-- START Data extract --

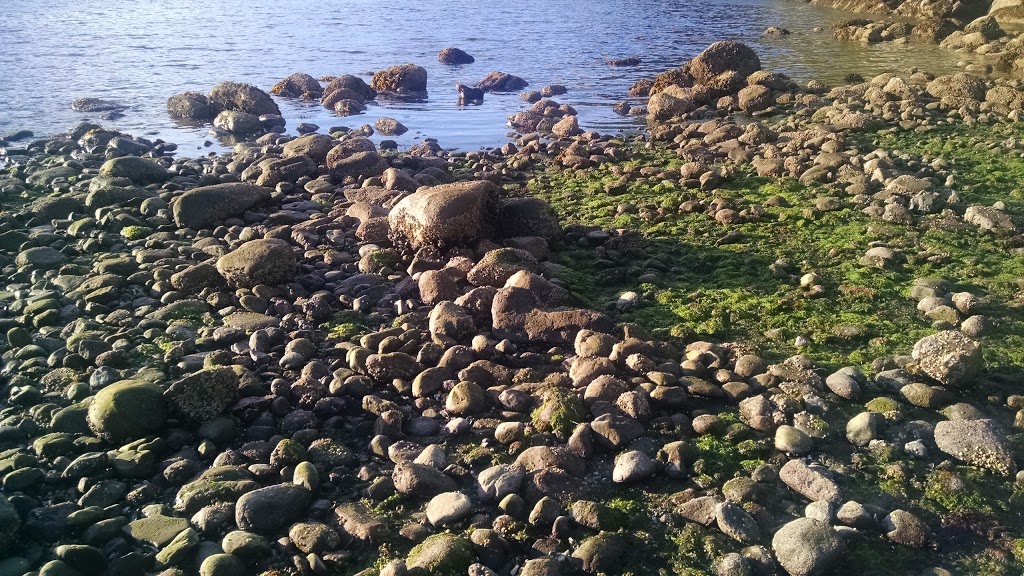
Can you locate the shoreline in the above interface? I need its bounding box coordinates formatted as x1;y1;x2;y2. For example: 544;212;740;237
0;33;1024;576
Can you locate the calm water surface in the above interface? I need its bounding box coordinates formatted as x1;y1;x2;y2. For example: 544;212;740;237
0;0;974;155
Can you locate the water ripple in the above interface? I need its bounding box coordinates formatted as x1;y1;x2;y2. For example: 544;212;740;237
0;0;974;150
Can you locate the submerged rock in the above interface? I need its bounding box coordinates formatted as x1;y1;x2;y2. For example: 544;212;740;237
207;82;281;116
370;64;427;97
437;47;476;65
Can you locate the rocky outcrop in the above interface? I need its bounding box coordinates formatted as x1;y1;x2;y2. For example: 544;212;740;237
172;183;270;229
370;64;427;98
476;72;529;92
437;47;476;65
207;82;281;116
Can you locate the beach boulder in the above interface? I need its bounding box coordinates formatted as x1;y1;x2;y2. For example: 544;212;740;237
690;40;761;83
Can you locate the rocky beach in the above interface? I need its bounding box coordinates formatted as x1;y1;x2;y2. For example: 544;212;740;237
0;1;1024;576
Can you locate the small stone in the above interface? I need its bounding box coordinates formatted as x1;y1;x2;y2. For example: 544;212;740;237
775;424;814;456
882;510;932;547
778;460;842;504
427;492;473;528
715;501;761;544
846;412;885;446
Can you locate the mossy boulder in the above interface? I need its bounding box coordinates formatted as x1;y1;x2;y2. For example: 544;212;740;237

-- END Data extract --
-- START Data extract --

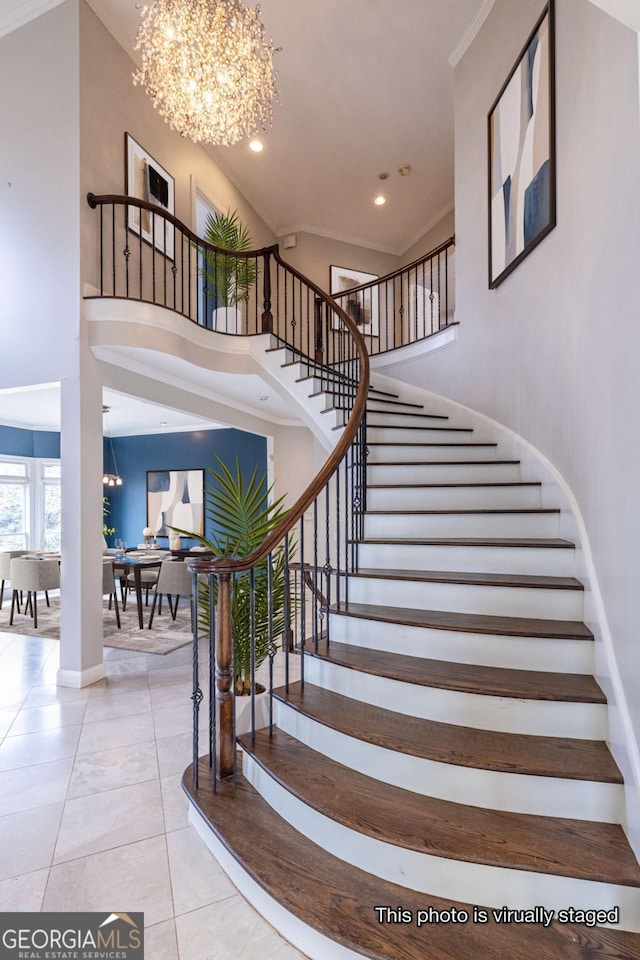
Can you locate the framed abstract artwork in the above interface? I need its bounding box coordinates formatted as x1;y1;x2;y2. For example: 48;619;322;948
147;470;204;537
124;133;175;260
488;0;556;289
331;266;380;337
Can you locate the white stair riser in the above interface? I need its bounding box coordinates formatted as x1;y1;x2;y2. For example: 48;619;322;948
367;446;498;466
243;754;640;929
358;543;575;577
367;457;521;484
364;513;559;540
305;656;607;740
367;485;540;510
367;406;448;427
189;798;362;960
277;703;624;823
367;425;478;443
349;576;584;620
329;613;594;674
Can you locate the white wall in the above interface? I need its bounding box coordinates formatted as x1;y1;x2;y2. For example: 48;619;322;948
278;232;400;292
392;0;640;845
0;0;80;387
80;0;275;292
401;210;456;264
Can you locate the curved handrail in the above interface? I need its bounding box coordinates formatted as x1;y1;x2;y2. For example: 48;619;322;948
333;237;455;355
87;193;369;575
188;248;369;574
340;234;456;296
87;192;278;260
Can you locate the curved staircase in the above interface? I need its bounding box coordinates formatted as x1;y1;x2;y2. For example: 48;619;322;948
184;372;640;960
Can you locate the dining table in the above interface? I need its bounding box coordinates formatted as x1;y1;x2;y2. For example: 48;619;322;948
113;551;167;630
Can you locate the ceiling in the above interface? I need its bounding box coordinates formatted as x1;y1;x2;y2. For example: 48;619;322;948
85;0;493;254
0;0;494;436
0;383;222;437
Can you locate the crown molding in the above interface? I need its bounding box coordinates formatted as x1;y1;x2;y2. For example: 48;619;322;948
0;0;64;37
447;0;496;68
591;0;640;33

-- END Data extract --

Pull out every line in the records above that contains the word "white", and copy each one whole.

Can you locate the white stair riser in the above interface? I need its bounding box coordinates formatted as x1;y1;x2;y2. For example: 48;619;322;948
Can you locate the white wall in the above interface? I need its bounding box coordinates formatted as x1;y1;x2;y2. For example: 48;619;322;948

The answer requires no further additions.